# Help, bei Pq-Formel



## redriver (4. Januar 2004)

Hi,

ich versuche mich gerade daran ein Programm um Pq-Formeln zu lösen zu programieren, nur habe ich ein problem

Wenn mir das programm das ergebnis ausgebit und ich danach nochmal aufberechnen klicke addiert er die Ergebnisse zusammen, was nicht der sinn der Sache ist

kann mir jemand einen Fehler sagen, programm ist im Anhang ist aber noch lange nichte fertig, deshalb bitte nicht lachen
Testet bitte diese Form als eingabe:


0X^2 + 2X +2 = 0

edit:

Das Programm ist jetzt eigentlich fertig nur habe ich noch immer diesen Fehler, kann mir da jemand hlefen ist Wichtig

mfg


----------



## redriver (5. Januar 2004)

Hat keiner eine Idee?

Ist eigentlich ziemlich dringend


mfg


----------



## Johannes Postler (5. Januar 2004)

Wenn ich dich richtig verstanden habe, addiert das Programm beim erneuten Drücken der Berechnen-Taste die Ergebnisse? Bei mir nicht.

ANGEZEIGTE INFORMATIONEN>
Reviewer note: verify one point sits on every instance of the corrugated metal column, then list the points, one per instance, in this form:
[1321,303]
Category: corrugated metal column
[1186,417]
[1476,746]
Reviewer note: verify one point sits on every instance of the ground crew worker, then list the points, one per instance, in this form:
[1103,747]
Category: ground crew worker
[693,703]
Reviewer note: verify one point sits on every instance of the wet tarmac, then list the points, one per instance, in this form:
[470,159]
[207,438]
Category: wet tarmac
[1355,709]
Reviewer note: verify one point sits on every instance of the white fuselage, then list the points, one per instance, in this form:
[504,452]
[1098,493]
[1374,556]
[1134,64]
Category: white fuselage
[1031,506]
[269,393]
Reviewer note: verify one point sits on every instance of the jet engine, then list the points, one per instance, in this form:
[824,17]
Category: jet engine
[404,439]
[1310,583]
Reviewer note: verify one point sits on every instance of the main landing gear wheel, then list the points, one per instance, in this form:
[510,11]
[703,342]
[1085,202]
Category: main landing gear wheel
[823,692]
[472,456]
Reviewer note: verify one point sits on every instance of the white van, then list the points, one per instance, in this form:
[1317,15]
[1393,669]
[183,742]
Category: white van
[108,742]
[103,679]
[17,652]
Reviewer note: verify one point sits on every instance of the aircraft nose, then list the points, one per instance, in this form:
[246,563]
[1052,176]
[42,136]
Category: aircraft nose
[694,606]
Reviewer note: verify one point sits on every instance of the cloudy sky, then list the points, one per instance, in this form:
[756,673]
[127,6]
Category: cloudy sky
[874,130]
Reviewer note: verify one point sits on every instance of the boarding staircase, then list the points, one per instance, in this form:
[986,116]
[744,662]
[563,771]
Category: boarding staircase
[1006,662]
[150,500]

AUFGABEN>
a – Wie lautet der Abschnitt des Lesetexts, der mit "Ist eigentlich ziemlich" beginnt und mit "Bei mir nicht." endet, wenn man darin "dringend" durch "eilig" ersetzt?
b – Beantworte anhand des Lesetexts kurz jede Frage:
(i) Welche Art von Formeln soll das Programm lösen?
(ii) Welche Eingabe soll zum Testen verwendet werden?
(iii) An welchem Datum schrieb Johannes Postler seinen Beitrag?
c – Stimmen diese Aussagen mit dem Lesetext überein? Antworte jeweils mit Ja oder Nein und zitiere die entscheidenden Worte.
(i) Laut der Bearbeitung ist das Programm inzwischen eigentlich fertig.
(ii) Bei Johannes Postler addiert das Programm die Ergebnisse ebenfalls.
(iii) redriver schrieb seinen ersten Beitrag am 5. Januar 2004.

ANTWORTEN JE AUFGABE>
a –
Ist eigentlich ziemlich eilig


mfg


----------



## Johannes Postler (5. Januar 2004)

Wenn ich dich richtig verstanden habe, addiert das Programm beim erneuten Drücken der Berechnen-Taste die Ergebnisse? Bei mir nicht.

b –
(i) Pq-Formeln
(ii) 0X^2 + 2X +2 = 0
(iii) Am 5. Januar 2004

c –
(i) Ja: "Das Programm ist jetzt eigentlich fertig"
(ii) Nein: "Bei mir nicht."
(iii) Nein: "redriver (4. Januar 2004)"